# Provided text
We recently interviewed Mr. Pavol Sabela at NGO STOPA Slovensko. STOPA Slovensko provides an integration center for homeless people and those at risk of extreme social exclusion and poverty. They support people that are looking to get off the streets of Bratislava. They’re an organization that’s looking to help homeless people through several different practices including:
- Housing – Providing housing systems and ending homelessness. They’ve been working to ensure that people who are at risk of losing their accommodation don’t become homeless. The accommodation is co-financed and guests can stay for a maximum of one year.
- Reconnection service – Preventing the continuation of homelessness in Bratislava or further migration to another country. They have experience in dealing with Slovak citizens who have found themselves homeless in another country. They help communicate and deal with the return of the individual back home.
- Specialized consultancy – Physical homelessness is just one form of homelessness. Specialized social consultancy tries to solve the mental homelessness through expert advice to address past, trauma and difficult moments that pull homeless people into depression.
- Integration center – Their work at the center is focused on providing support to people who ask for it. They can help with finding legal work, personal bankruptcy, contacting family, searching for housing etc. They also have work therapy where they focus on training their skills.

# Problems to solve
- A) Could you copy the STOPA Slovensko text from "- Specialized consultancy" up to and including "people into depression."?
- B) Can you carry on the STOPA Slovensko text from its last sentence, before the data?

# Source material
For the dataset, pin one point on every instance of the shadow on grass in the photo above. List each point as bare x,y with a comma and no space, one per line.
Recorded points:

# Answers
- A)
- Specialized consultancy – Physical homelessness is just one form of homelessness. Specialized social consultancy tries to solve the mental homelessness through expert advice to address past, trauma and difficult moments that pull homeless people into depression.

- B)
Rare Crew helped finalize a project for STOPA which we believe has great potential to succeed. We created a platform where a portfolio of STOPA’s clients are listed so that they’ll have a better chance at finding a job. You can view it here: Trikroky.
Hi Pavol, thanks for taking the time to answer a few questions for us.
What was the inspiration behind STOPA Slovensko?
Our project was inspired by two things. One was a similar project which was focused on the Roma community, where people can change the color of their skin on their profile and use the equivalent of a Slovak name. It's awful that some people have to do this in order to get a job. The second was our reaction and preparation for the last phase of the pandemic. Many people on the streets who have lost their jobs have also lost their savings and are in a deep, unknown crisis of homelessness. We also heard from our partners in different parts of the EU that for many this phase has already begun which meant we had to act.
What has been the biggest challenge in creating your own organization in Slovakia?
Establishing the organization wasn’t that complicated, however maintaining and creating your own space was a whole different story. In Slovakia and especially in Bratislava, where we operate, it was and unfortunately is still difficult to push through the Western European approaches. We are so slow over here. Even today we feel that approaches which have already evolved in Europe are only now established in Slovakia. As we are part of an international movement called ‘The European End Street Homelessness Campaign’, we're in the process of creating and viewing strategies that are helping homeless people. We’ve been trying to promote these strategies in our country for years, but we face the ‘Central European context’ of non-admission.
What’s been the hardest challenge you’ve faced dealing with homeless people?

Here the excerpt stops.